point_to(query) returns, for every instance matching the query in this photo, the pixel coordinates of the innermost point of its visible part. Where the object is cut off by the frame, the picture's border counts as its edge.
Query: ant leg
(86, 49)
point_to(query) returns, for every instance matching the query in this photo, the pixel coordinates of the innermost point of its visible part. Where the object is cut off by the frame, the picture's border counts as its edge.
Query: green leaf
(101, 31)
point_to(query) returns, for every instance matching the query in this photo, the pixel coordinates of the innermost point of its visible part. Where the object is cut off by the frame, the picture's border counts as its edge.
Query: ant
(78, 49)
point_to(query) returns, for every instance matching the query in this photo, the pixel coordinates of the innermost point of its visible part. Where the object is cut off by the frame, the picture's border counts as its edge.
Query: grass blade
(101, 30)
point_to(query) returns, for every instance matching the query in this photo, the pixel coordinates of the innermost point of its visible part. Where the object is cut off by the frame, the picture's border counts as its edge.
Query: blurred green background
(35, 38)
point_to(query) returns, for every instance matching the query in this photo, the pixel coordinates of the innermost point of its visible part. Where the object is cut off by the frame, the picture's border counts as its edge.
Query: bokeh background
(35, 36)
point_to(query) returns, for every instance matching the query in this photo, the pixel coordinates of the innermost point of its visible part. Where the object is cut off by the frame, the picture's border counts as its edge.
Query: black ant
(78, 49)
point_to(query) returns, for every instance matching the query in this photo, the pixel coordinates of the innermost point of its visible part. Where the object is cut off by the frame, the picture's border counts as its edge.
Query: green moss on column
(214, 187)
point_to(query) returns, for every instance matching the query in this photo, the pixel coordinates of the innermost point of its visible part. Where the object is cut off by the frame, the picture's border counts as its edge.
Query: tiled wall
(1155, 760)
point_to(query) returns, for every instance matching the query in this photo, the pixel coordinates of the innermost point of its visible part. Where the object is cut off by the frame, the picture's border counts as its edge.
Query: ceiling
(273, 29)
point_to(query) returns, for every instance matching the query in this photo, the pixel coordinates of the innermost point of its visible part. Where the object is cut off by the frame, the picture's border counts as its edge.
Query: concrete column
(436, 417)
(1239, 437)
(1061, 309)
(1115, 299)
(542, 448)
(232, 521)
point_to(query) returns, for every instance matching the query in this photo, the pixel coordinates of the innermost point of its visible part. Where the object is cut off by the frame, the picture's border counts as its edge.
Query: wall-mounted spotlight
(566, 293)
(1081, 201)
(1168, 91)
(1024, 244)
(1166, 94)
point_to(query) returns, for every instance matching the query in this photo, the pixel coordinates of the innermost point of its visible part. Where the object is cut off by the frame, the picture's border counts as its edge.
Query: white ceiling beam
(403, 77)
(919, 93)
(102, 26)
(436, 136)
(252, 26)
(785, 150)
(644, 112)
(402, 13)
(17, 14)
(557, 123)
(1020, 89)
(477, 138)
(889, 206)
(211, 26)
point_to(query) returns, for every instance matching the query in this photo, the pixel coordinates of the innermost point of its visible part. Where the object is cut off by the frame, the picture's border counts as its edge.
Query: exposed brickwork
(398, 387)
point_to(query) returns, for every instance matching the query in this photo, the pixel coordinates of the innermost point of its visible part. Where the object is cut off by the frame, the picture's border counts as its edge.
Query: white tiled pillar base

____

What the task asks:
Retype the material exactly.

Answer box:
point_to(query) returns, for every instance matching the query in this photo, the pixel coordinates of the innermost point of its visible part. Where the object is cut off by the frame, the picture's border counts as its edge.
Query: ant leg
(86, 49)
point_to(query) returns, for every instance matching the query in this photo, the pixel coordinates of the innermost point of its visible part. Where the object is cut off by the frame, the picture's border counts as its edge.
Query: green leaf
(101, 31)
point_to(query) returns, for every instance matching the query in this photo, the pixel coordinates of the innermost point of its visible part. Where the object is cut off by the frame, the picture's border counts as its edge.
Query: ant
(78, 49)
point_to(query) returns, for every instance matching the query in this photo, the pixel coordinates of the innermost point of its visible part. Where the object is cut off by the frame, the picture's border counts as its edge.
Query: grass blade
(101, 30)
point_to(query) returns, for every instance matching the query in this photo, the pixel coordinates of the innermost point of its visible part. Where the object is cut off by the frame, the picture's border counts as its edge.
Query: blurred green background
(35, 38)
point_to(query) returns, for every instance matching the query in this photo, the pixel coordinates of the innermost point of its visible part. Where the object is cut off by the frame, the picture's border counts as its edge.
Query: bokeh background
(35, 36)
point_to(query) returns, for every instance matching the query in this photo, the pixel coordinates of the innermost point of its visible part. Where the object is cut off by the frame, the picture's border counts as its edge.
Query: black ant
(78, 49)
point_to(query) returns, for every instance matching the query in this photo, the pixel coordinates of the innermost point of its visible part. Where the object is cut off by the frame, the picture's border counts as its edge.
Query: green moss on column
(214, 187)
point_to(query) returns, for every instance matching the query in this photo, the pixel coordinates of the innermost point of its visible part. Where the object is cut off by the frame, the picture's border counts as its edge.
Query: tiled wall
(1155, 760)
point_to(query) returns, for every instance matching the query in this photo, the pixel coordinates of the innermost point of its visible part. Where the object is cut off by the frame, the picture's border counts as its edge.
Query: ceiling
(273, 29)
point_to(query) returns, for every instance matching the query in this photo, the pixel coordinates of the innermost point of its visible part. Where the object is cut off by the frame, the picture's border counts as its edge.
Query: concrete column
(436, 417)
(1239, 437)
(1061, 309)
(1115, 299)
(542, 448)
(232, 521)
point_to(query) returns, for every instance matching the query in this photo, the pixel coordinates of the innermost point of its visible part. Where the object is cut off by the frame, the picture's border counts as its edge.
Query: wall-mounted spotlight
(566, 293)
(1081, 201)
(1168, 91)
(1024, 244)
(1166, 94)
point_to(query) returns, for every instance matching the query in this photo, the pixel coordinates of the innermost point of its visible part. Where the object is cut off by the frame, the picture's border counts as its edge.
Query: white ceiling beam
(403, 77)
(919, 93)
(102, 26)
(436, 136)
(252, 26)
(785, 150)
(644, 112)
(402, 13)
(17, 14)
(557, 123)
(1020, 89)
(477, 138)
(889, 206)
(211, 26)
point_to(query) returns, for every instance matching the query in this photo, the pixel coordinates of the innermost point of its visible part. Where the object is cut off by the frame, the picture's border counts as its edge.
Query: exposed brickwork
(398, 387)
point_to(query) returns, for every instance matching the query in this photo, the pixel coordinates of the innermost point of its visible part. Where the object is cut off by the frame, the picture's border counts as its edge.
Query: white tiled pillar base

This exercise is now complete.